* _GOAL OF THE EXERCISE_
Can you reproduce the data below word for word, starting at its first line and ending with the line that contains "[(339, 266)]", including both of those lines?

* _THE INPUT_

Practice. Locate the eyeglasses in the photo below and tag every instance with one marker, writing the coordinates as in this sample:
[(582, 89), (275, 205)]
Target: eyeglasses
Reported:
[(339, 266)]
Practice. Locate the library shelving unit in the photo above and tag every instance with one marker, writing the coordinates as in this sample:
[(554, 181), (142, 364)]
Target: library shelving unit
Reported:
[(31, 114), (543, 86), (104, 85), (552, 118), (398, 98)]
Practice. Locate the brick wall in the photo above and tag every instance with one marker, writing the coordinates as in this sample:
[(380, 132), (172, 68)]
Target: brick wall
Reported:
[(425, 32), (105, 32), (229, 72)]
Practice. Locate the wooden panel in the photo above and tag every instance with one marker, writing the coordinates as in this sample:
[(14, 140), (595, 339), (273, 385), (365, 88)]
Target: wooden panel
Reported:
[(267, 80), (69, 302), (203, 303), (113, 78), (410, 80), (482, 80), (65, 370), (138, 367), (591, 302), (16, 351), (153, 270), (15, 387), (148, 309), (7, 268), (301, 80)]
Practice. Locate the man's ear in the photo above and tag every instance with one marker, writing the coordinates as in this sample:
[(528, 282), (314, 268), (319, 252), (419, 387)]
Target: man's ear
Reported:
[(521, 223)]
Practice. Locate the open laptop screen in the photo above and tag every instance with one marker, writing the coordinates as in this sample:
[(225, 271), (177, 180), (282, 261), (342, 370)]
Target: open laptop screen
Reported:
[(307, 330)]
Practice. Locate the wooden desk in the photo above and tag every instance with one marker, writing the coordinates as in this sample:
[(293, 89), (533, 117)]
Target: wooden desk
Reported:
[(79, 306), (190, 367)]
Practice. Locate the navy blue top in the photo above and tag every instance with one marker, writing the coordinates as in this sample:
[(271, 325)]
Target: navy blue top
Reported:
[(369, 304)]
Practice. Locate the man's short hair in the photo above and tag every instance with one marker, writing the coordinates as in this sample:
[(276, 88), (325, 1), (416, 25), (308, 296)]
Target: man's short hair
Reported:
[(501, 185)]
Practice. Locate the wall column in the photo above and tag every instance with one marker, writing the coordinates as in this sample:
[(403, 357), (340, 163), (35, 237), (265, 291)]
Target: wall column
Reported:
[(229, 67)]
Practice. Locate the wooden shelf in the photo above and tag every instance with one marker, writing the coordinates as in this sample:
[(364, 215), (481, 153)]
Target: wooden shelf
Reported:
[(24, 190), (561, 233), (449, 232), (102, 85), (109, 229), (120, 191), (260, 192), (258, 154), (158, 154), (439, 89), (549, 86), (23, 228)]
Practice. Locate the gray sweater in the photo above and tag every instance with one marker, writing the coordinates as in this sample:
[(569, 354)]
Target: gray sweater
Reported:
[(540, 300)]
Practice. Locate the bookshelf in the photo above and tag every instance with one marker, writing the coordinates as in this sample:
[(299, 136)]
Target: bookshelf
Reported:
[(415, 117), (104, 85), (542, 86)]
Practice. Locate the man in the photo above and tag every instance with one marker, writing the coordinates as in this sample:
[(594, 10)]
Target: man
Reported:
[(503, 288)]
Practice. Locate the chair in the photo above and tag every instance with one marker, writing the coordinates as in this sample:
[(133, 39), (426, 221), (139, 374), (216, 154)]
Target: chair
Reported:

* _ANSWER FOR THIS EXERCISE_
Practice. Locate the eyeglasses in the photo below and tag every instance with one marker, writing the coordinates as in this sample:
[(582, 89), (275, 205)]
Target: eyeglasses
Reported:
[(339, 266)]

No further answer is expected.